**Records for this task:**
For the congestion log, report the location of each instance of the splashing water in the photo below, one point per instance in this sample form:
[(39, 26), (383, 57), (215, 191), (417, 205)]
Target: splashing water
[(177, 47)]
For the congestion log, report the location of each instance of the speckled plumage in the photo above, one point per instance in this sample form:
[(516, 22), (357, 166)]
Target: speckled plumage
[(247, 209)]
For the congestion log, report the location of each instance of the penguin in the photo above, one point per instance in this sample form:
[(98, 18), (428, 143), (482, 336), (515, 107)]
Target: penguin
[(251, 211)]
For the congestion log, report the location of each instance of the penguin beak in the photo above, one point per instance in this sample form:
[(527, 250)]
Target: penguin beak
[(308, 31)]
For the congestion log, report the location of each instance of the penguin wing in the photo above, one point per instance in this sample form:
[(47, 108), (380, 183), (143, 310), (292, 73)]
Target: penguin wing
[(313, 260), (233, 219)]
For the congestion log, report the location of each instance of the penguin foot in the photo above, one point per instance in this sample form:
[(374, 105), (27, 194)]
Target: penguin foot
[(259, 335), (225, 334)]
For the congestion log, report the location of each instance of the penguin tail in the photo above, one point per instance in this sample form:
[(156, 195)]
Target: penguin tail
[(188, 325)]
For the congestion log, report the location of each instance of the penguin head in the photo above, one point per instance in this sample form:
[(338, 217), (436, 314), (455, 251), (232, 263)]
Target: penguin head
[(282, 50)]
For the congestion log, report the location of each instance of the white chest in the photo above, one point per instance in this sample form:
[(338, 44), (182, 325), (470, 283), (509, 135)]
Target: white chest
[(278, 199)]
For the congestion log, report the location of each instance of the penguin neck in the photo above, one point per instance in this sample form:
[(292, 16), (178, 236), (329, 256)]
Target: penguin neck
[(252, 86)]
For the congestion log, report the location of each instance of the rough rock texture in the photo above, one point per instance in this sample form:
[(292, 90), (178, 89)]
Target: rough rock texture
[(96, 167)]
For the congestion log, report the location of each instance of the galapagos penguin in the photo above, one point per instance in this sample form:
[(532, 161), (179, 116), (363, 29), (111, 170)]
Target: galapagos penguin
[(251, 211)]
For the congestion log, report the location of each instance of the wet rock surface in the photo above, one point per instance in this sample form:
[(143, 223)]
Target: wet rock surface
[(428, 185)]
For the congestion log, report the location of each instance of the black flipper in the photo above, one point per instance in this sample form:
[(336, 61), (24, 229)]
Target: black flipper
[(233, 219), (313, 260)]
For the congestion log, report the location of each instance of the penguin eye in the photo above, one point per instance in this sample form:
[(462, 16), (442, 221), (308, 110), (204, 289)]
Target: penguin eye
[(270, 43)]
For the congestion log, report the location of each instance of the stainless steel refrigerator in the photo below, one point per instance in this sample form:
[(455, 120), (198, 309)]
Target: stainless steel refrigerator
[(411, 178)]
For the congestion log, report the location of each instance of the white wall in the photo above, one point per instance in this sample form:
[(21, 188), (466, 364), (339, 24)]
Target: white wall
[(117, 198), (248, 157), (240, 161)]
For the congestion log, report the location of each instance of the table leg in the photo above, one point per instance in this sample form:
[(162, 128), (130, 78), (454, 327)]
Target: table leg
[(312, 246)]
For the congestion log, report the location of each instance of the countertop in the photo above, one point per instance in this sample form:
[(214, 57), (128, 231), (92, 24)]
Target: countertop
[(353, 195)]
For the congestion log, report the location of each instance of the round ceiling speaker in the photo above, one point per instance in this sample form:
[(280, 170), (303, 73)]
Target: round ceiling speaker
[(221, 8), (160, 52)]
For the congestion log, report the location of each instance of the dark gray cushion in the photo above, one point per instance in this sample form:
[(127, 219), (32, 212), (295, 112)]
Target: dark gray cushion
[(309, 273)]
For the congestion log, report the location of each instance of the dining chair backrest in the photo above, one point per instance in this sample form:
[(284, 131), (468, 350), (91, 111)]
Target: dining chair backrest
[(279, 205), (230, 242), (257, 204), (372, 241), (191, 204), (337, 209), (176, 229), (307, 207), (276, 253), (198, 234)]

**Problem to work on:** Only the lines that hold the word "below" are wanted; each should be pulled from the records.

**Result of this task:**
For the congestion log, report the location of each instance of the splashing water in the photo below, one point per instance in this sample form:
For the congestion log, report the location of each instance of the stainless steel refrigerator in the photo below, one point per instance in this sample form:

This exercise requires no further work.